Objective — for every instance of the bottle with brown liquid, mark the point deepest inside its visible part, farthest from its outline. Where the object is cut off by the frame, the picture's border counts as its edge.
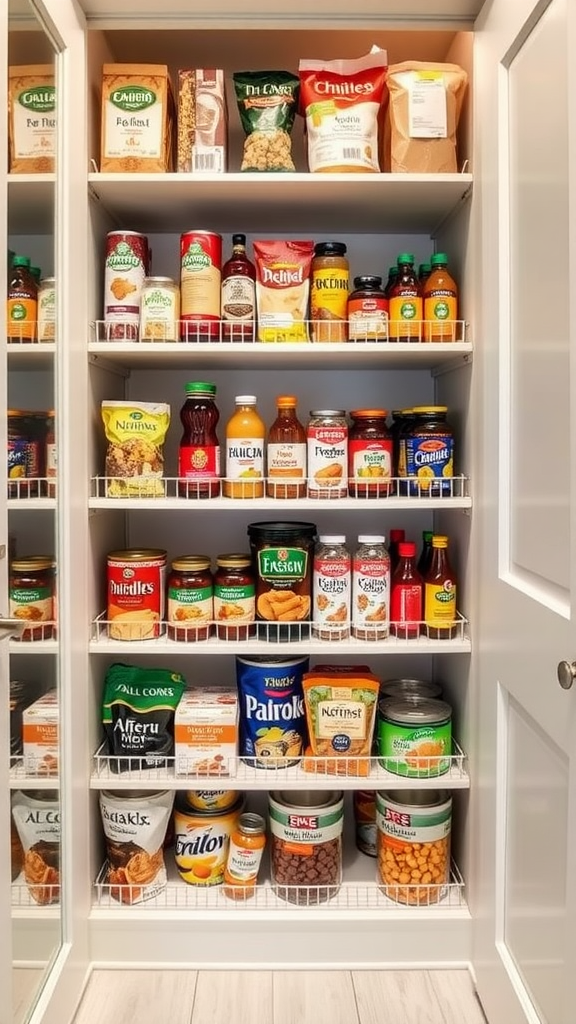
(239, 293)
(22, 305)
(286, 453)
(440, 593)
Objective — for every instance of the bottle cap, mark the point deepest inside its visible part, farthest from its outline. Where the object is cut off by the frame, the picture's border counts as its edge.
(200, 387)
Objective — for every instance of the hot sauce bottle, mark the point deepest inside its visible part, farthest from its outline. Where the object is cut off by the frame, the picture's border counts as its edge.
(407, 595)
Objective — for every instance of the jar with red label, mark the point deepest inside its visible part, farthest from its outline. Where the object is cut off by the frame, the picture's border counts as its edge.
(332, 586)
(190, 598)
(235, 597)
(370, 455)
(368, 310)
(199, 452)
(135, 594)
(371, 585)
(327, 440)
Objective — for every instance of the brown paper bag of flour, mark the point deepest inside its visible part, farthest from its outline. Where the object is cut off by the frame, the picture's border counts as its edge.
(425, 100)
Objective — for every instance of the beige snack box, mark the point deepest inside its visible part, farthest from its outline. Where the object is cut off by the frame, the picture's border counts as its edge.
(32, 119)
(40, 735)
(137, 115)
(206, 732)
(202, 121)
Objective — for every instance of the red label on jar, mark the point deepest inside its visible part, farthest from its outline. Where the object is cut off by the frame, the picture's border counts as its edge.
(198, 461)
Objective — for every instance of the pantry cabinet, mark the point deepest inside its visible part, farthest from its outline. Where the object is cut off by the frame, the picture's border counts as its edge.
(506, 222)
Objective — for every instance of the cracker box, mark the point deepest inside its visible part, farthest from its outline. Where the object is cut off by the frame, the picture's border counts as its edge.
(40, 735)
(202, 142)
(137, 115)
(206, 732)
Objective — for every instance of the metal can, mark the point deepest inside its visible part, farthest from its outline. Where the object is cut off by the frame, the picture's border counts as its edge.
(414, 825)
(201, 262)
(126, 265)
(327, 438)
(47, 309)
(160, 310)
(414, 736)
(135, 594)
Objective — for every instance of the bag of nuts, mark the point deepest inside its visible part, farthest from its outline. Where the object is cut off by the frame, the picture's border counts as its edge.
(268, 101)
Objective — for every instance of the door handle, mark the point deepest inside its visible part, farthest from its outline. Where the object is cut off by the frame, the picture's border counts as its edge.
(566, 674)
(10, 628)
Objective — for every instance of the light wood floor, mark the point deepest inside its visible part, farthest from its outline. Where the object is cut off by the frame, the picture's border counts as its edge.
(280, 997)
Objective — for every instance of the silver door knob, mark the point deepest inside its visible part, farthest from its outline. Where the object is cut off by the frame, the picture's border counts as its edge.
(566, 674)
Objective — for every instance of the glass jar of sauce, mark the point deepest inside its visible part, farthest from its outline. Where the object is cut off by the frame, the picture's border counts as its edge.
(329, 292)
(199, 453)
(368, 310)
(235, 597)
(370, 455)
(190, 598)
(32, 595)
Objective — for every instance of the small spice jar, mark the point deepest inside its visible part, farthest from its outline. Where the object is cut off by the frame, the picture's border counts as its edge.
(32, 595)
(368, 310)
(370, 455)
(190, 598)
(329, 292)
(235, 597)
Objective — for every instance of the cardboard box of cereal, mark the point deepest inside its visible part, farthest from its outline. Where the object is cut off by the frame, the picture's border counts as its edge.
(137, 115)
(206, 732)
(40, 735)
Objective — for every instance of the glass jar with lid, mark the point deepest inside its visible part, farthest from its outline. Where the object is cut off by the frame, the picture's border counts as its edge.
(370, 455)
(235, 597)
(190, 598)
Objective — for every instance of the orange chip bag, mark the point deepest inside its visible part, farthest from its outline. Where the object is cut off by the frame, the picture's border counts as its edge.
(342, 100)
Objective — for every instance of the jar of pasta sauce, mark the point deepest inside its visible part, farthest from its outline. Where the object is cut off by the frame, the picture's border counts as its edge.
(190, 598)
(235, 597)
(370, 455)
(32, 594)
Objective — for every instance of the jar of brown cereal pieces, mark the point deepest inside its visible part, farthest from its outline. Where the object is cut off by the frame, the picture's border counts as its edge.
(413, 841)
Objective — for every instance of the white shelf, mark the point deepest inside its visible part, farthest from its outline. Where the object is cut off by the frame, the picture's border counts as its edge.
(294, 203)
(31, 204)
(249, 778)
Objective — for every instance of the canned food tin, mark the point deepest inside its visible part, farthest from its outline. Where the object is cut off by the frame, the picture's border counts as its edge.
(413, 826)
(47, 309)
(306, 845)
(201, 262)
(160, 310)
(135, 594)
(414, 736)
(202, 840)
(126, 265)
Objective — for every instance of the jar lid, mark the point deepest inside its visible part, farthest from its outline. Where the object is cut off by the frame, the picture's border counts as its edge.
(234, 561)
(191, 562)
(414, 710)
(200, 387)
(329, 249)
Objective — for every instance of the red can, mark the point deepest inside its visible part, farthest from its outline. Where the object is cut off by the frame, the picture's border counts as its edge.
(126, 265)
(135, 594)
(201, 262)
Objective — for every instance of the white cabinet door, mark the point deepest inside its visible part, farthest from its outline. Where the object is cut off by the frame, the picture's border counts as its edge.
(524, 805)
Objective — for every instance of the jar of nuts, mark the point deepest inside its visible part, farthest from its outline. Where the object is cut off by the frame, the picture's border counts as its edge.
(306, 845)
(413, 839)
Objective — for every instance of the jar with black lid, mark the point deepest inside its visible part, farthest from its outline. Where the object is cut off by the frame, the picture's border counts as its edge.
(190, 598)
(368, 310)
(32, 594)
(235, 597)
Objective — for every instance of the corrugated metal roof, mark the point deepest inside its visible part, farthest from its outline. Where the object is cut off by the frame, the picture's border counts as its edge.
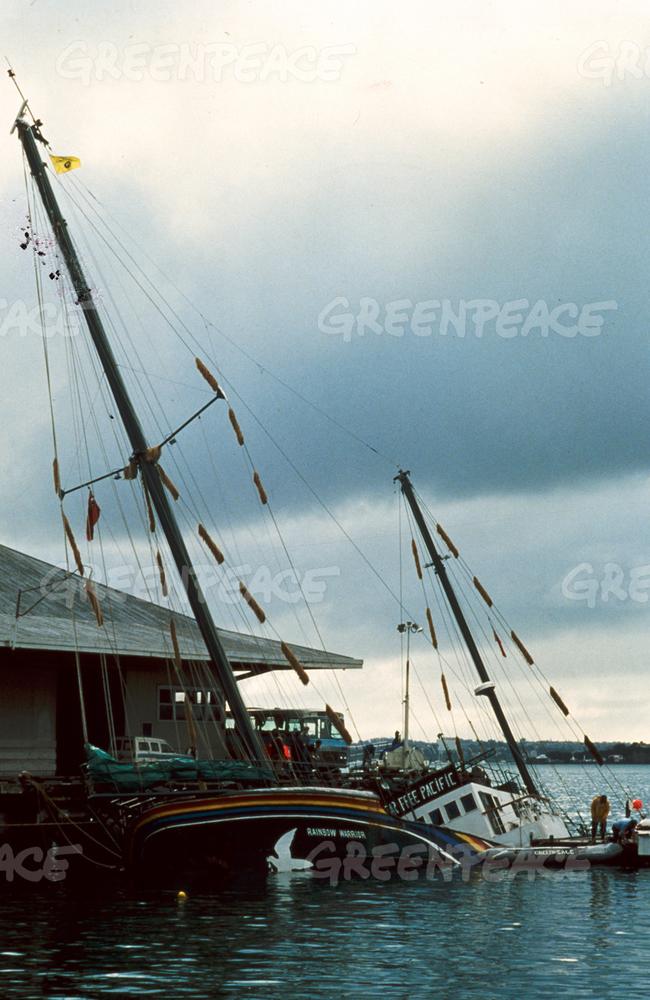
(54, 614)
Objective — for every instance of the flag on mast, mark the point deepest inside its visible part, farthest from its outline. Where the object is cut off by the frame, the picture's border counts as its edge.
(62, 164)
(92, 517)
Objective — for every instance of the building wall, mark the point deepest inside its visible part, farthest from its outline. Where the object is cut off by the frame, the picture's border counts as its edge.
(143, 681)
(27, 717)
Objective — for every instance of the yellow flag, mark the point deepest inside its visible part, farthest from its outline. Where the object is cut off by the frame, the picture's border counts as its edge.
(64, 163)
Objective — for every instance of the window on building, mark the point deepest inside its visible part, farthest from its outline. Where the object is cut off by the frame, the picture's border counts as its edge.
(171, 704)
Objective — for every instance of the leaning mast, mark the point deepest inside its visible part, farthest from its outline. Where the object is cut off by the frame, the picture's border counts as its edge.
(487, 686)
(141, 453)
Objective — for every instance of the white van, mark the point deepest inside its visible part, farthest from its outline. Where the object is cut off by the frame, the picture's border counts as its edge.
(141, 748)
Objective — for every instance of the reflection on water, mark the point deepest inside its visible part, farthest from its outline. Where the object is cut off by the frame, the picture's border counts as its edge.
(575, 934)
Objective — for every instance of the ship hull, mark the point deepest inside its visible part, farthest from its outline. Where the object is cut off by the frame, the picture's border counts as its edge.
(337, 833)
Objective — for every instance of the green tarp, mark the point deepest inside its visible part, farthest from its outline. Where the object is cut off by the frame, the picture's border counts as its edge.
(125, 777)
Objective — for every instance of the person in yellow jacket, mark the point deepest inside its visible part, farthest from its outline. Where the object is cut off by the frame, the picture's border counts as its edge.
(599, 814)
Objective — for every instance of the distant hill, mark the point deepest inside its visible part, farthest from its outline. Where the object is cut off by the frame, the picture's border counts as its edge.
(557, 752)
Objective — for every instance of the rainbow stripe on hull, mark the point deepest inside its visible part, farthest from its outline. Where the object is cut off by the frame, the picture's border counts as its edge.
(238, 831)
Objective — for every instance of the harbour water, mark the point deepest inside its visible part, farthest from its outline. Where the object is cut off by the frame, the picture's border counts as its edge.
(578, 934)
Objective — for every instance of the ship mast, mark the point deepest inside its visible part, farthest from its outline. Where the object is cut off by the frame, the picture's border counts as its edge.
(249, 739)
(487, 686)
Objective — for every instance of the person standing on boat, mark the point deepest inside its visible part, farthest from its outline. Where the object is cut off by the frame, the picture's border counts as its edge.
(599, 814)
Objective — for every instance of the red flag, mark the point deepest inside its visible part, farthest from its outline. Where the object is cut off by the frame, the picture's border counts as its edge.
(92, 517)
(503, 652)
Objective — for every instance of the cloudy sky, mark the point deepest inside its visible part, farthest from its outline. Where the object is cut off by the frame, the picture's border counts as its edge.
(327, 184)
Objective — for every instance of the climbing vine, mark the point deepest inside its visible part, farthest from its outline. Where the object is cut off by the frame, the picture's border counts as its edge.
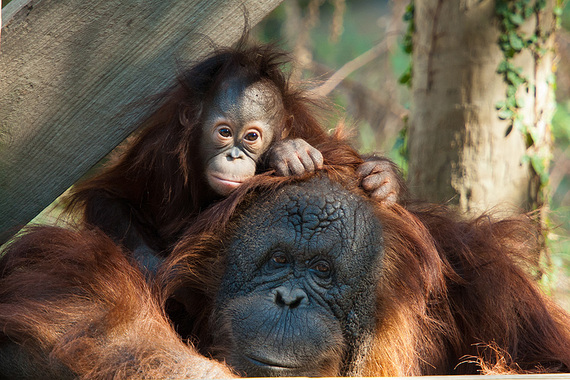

__Exercise__:
Exclude all pictures and reproduce exactly the lines from the one containing "Objective — for every instance of the red flag, mark" through the final line of the entries above.

__Complete response__:
Objective — for every instance of the red flag, mark the point deepest inside its visible part, farthest from its outline. Where the object is cut off by the frame, the picture's border counts as its edge.
(92, 517)
(503, 652)
Objective — for every instance of the cloudy sky, mark the point deepest inside its visible part, farthest from its outline. Where the object is cut off by the frame, the picture's border counts as its edge.
(327, 184)
Objective — for every instance of the climbing vine, mark the point deepest inside its visible part, farthest from its outline. Where the object is cut off by the frame, the picture's border counts as its edge.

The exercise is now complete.